▸ **Brief**:
Reproduce the pharma news passage below word for word, starting at "A majority of" and continuing up to and including "STAT and Medscape.".

▸ **Source passage**:
—————

Survey: Most U.S. physicians disagree with Aduhelm approval

A majority of U.S. physicians disagree with the FDA’s decision to approve Aduhelm, Biogen’s polarizing treatment for Alzheimer’s disease, according to a new survey from STAT and Medscape.

As STAT’s Ed Silverman reports, the survey of 197 primary care physicians and neurologists found that a clear majority had no plans to prescribe the treatment. Nearly two-thirds reported that they find the trial data to be unclear about benefits and risks of the drug. Only 47% of the neurologists and just 34% of the primary care docs said they had enough information to make a prescribing decision.

The survey, conducted between June 14 and June 23, follows a sustained backlash against the FDA, which ignored expert advice and its own regulatory standards to approve Aduhelm. 

Read more.

Switzerland’s biggest drug makers have spent 16 years fighting over $210 million

Novartis and Roche, companies with a combined market value of nearly $700 billion, have spent years fighting over a sum less than one one-thousandth of that, and now the dispute is in federal court.

As Reuters reports, the issue goes back to 2005, when Chiron, later acquired by Novartis, signed a deal with Genentech, eventually bought by Roche. According to Novartis, after merging with Chiron in 2006, it honored the original agreement and made regular licensing payments to Genentech. Eventually, Novartis discovered that it was overpaying, and now the company's lawyers contend “Genentech was aware or should have been aware that Novartis had overpaid,” and they're demanding restitution.

Those years of allegedly ill-gotten gains amount to $210 million. For reference, Novartis made more than $12 billion in revenue in the last quarter, which works out to about $1 billion per week and implies that the company could recoup its entire 16-year shortfall in the course of about a day and a half.

—————

▸ **Dataset entries**:
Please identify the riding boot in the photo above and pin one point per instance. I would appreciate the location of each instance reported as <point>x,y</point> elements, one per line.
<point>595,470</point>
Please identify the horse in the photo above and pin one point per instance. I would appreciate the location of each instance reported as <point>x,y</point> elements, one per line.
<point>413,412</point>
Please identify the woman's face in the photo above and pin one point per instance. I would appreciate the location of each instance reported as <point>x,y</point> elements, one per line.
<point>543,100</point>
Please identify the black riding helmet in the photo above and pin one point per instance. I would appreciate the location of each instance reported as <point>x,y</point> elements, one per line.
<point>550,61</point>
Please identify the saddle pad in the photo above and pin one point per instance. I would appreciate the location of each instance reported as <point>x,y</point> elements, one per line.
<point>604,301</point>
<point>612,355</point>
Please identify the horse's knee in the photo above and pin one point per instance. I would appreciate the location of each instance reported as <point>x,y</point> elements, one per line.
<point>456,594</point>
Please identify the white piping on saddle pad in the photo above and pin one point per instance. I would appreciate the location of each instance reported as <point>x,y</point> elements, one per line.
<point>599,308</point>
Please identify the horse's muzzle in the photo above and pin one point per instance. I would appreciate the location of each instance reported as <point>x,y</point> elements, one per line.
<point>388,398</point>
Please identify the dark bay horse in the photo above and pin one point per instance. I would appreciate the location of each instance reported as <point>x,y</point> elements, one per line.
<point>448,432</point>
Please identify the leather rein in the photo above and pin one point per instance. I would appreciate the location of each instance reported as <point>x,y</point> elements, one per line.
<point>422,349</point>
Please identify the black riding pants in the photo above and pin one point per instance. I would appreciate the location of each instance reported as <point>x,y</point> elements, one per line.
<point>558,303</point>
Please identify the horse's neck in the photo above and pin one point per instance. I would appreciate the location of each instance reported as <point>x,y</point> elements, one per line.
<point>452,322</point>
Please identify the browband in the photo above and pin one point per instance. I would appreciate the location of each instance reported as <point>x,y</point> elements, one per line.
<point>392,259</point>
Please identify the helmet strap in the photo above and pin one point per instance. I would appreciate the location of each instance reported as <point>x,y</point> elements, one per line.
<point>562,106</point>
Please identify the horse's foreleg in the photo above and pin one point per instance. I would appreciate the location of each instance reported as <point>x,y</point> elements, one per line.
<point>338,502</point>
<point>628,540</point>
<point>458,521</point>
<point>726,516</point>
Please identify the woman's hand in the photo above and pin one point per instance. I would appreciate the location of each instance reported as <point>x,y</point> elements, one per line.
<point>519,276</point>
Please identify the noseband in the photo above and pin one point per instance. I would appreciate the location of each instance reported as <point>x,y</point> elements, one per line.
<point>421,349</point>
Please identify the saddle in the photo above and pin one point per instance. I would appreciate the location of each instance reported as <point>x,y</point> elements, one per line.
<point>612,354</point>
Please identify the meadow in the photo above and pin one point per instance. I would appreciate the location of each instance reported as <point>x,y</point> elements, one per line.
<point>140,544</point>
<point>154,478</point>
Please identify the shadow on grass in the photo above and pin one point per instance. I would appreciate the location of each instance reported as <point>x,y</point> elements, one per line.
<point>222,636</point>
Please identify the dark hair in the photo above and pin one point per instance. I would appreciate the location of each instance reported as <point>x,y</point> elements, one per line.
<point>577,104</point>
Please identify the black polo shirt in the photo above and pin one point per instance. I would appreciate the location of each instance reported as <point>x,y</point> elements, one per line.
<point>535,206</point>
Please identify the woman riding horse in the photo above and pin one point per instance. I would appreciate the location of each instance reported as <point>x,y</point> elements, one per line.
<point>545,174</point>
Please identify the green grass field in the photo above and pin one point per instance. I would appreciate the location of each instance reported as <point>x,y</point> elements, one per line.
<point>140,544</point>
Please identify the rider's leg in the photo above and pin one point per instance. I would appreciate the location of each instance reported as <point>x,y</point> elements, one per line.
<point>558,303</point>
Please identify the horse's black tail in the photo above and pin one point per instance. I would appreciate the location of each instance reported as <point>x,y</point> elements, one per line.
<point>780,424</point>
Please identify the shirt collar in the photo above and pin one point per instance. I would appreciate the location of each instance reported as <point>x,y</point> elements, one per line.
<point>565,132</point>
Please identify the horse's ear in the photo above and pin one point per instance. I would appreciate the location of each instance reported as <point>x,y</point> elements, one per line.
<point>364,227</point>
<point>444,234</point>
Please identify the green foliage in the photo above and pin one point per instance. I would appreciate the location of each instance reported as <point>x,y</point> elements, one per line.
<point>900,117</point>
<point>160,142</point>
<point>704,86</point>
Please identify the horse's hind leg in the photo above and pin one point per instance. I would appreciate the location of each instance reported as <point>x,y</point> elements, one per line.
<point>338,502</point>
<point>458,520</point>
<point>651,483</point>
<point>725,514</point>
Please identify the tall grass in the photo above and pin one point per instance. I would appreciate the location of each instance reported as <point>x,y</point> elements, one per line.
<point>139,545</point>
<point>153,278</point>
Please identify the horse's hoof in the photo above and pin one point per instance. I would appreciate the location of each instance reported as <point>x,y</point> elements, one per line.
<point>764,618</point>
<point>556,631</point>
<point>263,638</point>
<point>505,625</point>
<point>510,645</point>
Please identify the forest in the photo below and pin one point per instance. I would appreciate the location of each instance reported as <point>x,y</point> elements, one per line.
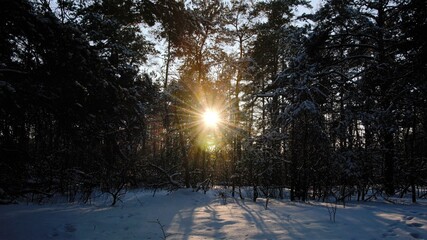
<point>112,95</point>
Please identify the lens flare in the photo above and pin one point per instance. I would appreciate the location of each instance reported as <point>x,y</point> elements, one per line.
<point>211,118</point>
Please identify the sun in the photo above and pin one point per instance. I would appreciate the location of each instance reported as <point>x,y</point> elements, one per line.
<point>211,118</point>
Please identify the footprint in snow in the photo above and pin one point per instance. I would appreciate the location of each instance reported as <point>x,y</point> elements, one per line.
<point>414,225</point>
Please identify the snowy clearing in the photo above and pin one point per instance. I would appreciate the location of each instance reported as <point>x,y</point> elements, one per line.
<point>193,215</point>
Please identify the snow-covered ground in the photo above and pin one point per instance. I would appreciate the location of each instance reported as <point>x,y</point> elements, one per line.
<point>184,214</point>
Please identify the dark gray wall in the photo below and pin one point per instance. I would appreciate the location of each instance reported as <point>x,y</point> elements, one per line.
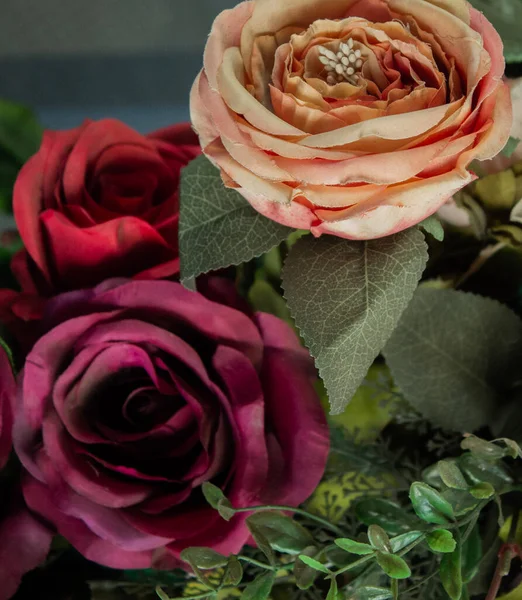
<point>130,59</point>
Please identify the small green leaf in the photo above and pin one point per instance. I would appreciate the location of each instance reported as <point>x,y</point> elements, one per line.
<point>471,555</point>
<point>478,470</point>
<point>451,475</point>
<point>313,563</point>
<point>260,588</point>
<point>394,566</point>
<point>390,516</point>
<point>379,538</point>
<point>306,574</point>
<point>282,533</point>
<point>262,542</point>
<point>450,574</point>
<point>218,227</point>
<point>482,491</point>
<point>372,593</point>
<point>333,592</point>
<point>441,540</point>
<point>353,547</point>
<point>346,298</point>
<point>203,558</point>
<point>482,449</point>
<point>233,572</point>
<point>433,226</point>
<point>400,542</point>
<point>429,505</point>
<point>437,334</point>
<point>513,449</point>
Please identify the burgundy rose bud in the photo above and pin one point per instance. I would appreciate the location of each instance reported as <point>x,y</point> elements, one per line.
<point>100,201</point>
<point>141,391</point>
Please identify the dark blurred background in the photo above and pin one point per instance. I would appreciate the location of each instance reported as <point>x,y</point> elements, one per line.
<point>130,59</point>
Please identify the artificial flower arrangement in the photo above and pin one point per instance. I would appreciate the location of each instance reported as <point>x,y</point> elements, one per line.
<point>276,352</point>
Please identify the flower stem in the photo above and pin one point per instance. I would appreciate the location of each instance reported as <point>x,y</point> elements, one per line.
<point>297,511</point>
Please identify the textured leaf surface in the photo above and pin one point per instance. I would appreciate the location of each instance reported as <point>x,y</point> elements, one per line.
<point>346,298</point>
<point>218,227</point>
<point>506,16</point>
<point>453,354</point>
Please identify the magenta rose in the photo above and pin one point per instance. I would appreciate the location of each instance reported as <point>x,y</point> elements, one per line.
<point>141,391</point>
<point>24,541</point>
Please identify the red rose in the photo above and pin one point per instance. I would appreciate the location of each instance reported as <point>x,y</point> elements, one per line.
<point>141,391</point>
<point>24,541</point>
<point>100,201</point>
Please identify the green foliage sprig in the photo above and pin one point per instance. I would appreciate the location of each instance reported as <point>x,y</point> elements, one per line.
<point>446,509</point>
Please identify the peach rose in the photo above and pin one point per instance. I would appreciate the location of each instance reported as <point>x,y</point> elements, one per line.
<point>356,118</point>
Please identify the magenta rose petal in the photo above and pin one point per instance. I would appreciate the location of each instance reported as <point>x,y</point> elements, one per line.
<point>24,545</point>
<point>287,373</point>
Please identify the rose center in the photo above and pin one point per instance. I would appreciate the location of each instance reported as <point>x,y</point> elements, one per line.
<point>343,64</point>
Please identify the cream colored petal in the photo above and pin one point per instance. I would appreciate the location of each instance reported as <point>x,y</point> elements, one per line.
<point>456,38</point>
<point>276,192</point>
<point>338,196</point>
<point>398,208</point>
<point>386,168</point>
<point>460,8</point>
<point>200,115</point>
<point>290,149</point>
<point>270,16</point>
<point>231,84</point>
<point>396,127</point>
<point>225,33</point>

—————

▸ **Solved problem**:
A majority of U.S. physicians disagree with the FDA’s decision to approve Aduhelm, Biogen’s polarizing treatment for Alzheimer’s disease, according to a new survey from STAT and Medscape.